## Required tasks
1. Condense the paragraph of the COVID-19 variant article that begins "In a news release, the Washington State Department of Health" into a short bulleted list that keeps its main facts.
2. In the COVID-19 variant article, in which county were the B.1.1.7 variant samples found?
3. Extend the COVID-19 variant article with a few more sentences that pick up right after its final sentence.

Health officials confirm Washington's first case of COVID-19 variant from the UK

Jan 25 2021, 7:31 pm

Washington health officials have confirmed that the first cases of the COVID-19 variant from the UK have been detected in the state.

In a news release, the Washington State Department of Health (DOH), the Snohomish Health District, and the UW Medicine Virology Lab, announced the B.1.1.7 variant of COVID-19 had been found in testing samples in Snohomish County.

“We thought this variant of concern was here, and now we know it’s here. It was a huge team effort by the UW Medicine Virology Lab and required [the] development of several new rapid tests to detect and confirm it,” said Dr. Alex Greninger, Assistant Professor of the Clinical Virology Lab at UW Medicine, in a news release.

Although these are the first detected B.1.1.7 variants in the state, it is likely that other cases exist and will come to light through ongoing surveillance.

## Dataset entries

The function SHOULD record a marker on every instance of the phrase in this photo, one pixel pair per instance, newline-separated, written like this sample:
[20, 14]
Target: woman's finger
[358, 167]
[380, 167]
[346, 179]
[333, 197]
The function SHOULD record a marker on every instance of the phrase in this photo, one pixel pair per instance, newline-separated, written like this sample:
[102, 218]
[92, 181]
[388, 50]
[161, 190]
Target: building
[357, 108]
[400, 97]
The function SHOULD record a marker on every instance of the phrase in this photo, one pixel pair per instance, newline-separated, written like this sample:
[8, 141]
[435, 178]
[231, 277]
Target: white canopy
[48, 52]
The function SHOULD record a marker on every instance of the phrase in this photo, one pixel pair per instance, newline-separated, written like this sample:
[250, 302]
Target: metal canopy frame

## Written answers
1.
- Announced in a news release by the Washington State Department of Health (DOH), the Snohomish Health District and the UW Medicine Virology Lab
- The B.1.1.7 variant of COVID-19 was found in testing samples
- The samples came from Snohomish County

2. Snohomish County.

3.
“Containment protocols are no different for B.1.1.7 variants than they are for all other cases of COVID-19. Follow-up investigation is underway to learn more about these cases and the individuals who tested positive for this strain,” said Dr. Chris Spitters, Health Officer for the Snohomish Health District.

According to the Centers for Disease Control and Prevention (CDC), there is no conclusive evidence that the new strain causes more severe illness or an increased risk of death. The CDC has estimated that the new strain will become the dominant strain in the US within a few months. Data provided by the CDC also shows that, through January 22, there were 195 detections of this variant in 22 states.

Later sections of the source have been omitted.